Assignment ▸ With pictures omitted, output the records below exactly as they appear.

Records for this exercise ▸
=== Section Start ===

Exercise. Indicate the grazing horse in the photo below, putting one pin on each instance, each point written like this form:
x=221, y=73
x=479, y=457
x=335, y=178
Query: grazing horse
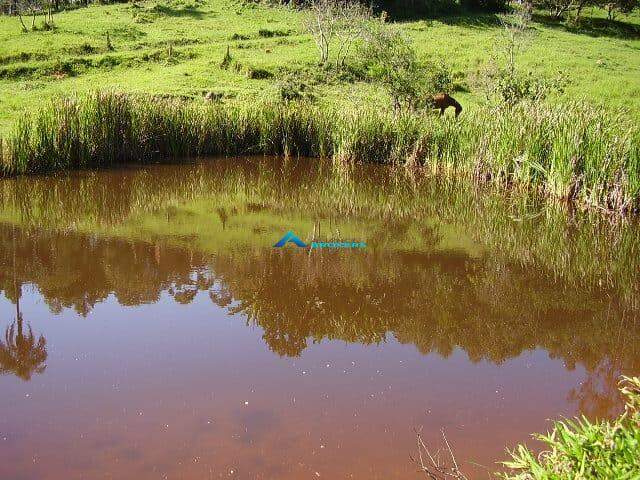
x=443, y=100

=== Section End ===

Completed task ▸
Exercise. Indicate the grazing horse in the photo below, putting one pin on each instance, each point written like this form:
x=221, y=73
x=479, y=457
x=335, y=178
Query: grazing horse
x=443, y=100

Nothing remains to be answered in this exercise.